> **What is being asked**
Transcribe the data below verbatim, leaving out the pictures.
--- Start ---
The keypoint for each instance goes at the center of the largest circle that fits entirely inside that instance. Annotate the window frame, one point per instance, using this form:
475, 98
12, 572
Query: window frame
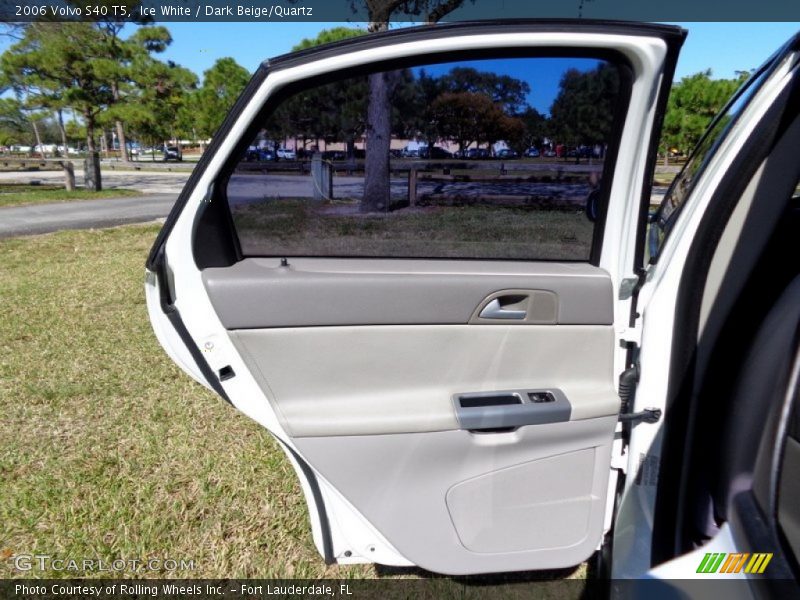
610, 56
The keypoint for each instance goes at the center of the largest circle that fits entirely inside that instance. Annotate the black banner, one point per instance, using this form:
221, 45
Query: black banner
276, 11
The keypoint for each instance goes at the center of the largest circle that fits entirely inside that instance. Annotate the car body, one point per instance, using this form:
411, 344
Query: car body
484, 414
172, 153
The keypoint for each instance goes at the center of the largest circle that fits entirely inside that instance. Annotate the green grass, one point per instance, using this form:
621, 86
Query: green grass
--- End ---
> **Expected answer**
The keypoint for each instance goes at the center of the largest circle that fits entirely inside that instance. Annotate the window frame, one point per instance, using this form:
475, 98
12, 572
Query: window frame
610, 56
The keypoint for each instance goes at the center of the largest circle that fits entirely inside that instance. Annotate the black banner, one point per instance, using this form:
221, 45
Query: black banner
276, 11
The keypoint for each instance goes at the center of the largest circle that fits entirely inside that instance. Annotate the car body, one point per instance, using this form:
411, 344
Query: car body
484, 414
172, 153
The keypoint for each instance goes at the center of the largest circle that fits entirely inside that instance. Annotate the green grass, one point per instance, using this form:
621, 86
Query: green grass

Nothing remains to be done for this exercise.